設問:
「Provide the outline of each instance of the eroded」を含む行から「[[[52,318],[186,172],[0,150],[0,318]]]」を含む行までを書き直してください。「eroded rock slope」を「weathered rock slope」に置き換え、それ以外は一切変えないでください。

提示データ:

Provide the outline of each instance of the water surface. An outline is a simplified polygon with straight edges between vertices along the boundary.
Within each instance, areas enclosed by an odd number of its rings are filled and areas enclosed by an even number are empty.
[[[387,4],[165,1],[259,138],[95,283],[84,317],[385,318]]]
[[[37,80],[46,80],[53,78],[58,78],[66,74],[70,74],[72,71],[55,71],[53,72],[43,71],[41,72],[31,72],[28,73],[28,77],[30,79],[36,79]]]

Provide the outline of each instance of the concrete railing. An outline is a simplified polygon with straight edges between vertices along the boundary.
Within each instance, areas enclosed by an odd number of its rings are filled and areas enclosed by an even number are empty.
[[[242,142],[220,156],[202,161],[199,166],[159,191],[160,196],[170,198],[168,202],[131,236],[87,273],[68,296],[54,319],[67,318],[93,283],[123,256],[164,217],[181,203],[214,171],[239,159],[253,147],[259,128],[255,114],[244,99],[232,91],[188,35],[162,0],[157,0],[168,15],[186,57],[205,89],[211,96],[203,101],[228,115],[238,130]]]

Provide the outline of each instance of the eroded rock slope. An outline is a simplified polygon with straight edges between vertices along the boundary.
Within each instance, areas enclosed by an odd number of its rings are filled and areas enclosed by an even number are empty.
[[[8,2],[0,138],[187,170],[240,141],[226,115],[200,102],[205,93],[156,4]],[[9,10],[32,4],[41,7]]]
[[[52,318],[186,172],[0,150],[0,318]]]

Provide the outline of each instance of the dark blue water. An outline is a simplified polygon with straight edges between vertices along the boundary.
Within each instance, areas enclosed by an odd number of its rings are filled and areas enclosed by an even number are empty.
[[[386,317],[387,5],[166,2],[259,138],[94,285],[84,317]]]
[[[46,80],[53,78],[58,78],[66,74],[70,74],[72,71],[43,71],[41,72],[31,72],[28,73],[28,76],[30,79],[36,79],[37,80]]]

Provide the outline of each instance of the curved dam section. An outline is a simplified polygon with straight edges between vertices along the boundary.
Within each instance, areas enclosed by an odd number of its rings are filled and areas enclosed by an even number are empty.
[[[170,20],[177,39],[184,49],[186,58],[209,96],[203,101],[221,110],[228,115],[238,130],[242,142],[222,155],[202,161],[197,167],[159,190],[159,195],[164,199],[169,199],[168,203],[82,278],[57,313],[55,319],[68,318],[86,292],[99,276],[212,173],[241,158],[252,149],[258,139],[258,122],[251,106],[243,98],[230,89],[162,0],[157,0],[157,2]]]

解答:
Provide the outline of each instance of the weathered rock slope. An outline is a simplified polygon with straight edges between vertices along the boundary.
Within each instance, areas enclosed by an odd number of its rings are filled and areas enclosed by an even number are empty.
[[[8,2],[0,138],[187,170],[240,141],[226,115],[200,102],[205,93],[156,4]],[[9,10],[32,4],[41,7]]]
[[[52,318],[186,172],[0,150],[0,318]]]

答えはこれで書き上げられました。